-- BRIEF 1 --
Can you duplicate, word for word, the part of the multichannel scaling page that opens with the words containing "Multi­channel Scaling (MCS)" and closes with "above 100 ns."?
-- BRIEF 2 --
Could you write out only the records from the line containing "subject: **bed**" through the line containing "POLYGON ((320 162, 284", both included and requests kept, with every coordinate in the answers offset by 6?

What is Multichannel Scaling (MCS) | Edinburgh Instruments

What is Multichannel Scaling (MCS)

Multi­channel Scaling (MCS) is a photon counting method for measuring phosphorescence lifetimes. Multiple photons are collected in each sweep of the time window to quickly accumulate decays across times scales from several hundred nanoseconds to seconds. 

Key Points

  • Multi­channel scaling can greatly reduce acquisition times for samples compared to time­ correlated single­ photon counting. 
  • Ideal for phosphorescent samples like metal complexes and singlet oxygen. 
  • Multi­channel scaling is not limited to the 5% count rate limit of time­ correlated single­ photon counting. 
  • Most useful for lifetimes above 100 ns. 
  • No dead time losses. 

How Does MCS Work?

 In an MCS measurement a pulsed excitation source such as a laser or flashlamp is used to excite the sample and the resulting photoluminescence decay is recorded. The operation of an MCS measurement is shown in Figure 1 and is based on a time sweep that sorts the detected photons into different arrival time channels to create a histogram of the photoluminescence decay. The system comprises of a detector for the emitted photons, which passes the voltage to the constant fraction discriminator (CFD) which produces an electronic signal independent of amplitude. These electronic signals are sorted into bins within the memory (MEM) to form the histogram of time against intensity.

-- RECORDS FOR THIS EXERCISE --
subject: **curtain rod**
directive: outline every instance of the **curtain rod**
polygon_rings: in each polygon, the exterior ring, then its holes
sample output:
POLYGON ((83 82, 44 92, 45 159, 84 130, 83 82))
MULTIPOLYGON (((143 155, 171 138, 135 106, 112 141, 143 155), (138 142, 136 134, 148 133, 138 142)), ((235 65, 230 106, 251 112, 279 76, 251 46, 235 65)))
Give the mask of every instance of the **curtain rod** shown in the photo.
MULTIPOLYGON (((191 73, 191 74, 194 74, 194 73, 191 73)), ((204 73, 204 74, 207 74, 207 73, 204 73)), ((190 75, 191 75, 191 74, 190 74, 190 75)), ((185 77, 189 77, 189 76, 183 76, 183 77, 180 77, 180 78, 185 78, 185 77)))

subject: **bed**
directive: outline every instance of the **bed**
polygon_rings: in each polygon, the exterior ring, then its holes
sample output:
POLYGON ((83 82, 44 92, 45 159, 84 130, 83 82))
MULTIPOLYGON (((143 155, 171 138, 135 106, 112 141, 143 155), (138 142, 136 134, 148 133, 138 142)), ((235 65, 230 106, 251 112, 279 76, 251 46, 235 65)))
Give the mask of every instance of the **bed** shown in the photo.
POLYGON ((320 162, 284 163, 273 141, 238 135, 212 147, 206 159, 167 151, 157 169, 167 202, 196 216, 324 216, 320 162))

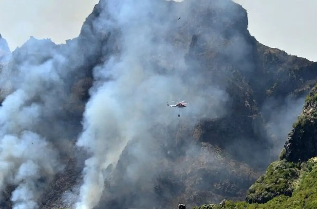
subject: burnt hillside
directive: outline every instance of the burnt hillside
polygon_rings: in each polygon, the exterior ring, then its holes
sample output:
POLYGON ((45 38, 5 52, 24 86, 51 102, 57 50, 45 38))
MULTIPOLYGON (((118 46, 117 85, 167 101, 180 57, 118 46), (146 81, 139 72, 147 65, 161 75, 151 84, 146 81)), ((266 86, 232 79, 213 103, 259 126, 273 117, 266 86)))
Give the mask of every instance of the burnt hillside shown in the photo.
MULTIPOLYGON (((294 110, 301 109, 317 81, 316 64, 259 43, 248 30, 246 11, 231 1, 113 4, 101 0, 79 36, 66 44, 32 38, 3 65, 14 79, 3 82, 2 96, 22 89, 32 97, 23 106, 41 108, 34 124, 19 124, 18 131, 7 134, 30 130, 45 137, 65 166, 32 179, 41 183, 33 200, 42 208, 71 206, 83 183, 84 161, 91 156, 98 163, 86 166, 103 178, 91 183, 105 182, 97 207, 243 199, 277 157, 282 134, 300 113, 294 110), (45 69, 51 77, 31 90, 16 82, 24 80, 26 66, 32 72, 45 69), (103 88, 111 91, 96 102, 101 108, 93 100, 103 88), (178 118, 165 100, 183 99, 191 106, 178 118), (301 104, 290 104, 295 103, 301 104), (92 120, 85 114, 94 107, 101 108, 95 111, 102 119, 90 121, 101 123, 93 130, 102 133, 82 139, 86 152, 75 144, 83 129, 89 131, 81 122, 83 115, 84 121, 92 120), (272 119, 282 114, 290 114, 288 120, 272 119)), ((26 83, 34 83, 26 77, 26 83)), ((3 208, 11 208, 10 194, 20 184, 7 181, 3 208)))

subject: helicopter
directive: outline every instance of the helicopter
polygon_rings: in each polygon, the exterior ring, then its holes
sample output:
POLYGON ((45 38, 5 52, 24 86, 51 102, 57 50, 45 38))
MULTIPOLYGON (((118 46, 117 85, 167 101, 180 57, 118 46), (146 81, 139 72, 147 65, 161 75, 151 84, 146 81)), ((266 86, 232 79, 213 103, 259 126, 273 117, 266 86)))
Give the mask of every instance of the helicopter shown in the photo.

-- EXERCISE OUTPUT 1 --
Multi­channel Scaling (MCS) is a photon counting method for measuring phosphorescence lifetimes. Multiple photons are collected in each sweep of the time window to quickly accumulate decays across times scales from several hundred nanoseconds to seconds. 

Key Points

  • Multi­channel scaling can greatly reduce acquisition times for samples compared to time­ correlated single­ photon counting. 
  • Ideal for phosphorescent samples like metal complexes and singlet oxygen. 
  • Multi­channel scaling is not limited to the 5% count rate limit of time­ correlated single­ photon counting. 
  • Most useful for lifetimes above 100 ns.

-- EXERCISE OUTPUT 2 --
subject: **bed**
directive: outline every instance of the **bed**
polygon_rings: in each polygon, the exterior ring, then its holes
sample output:
POLYGON ((83 82, 44 92, 45 159, 84 130, 83 82))
MULTIPOLYGON (((143 155, 171 138, 135 106, 112 141, 143 155), (138 142, 136 134, 148 133, 138 142)), ((235 65, 230 106, 251 112, 279 76, 251 46, 235 65)))
Give the mask of every instance of the **bed** shown in the photo.
POLYGON ((326 168, 290 169, 279 147, 244 141, 218 153, 212 165, 173 157, 163 175, 173 208, 202 222, 330 222, 326 168))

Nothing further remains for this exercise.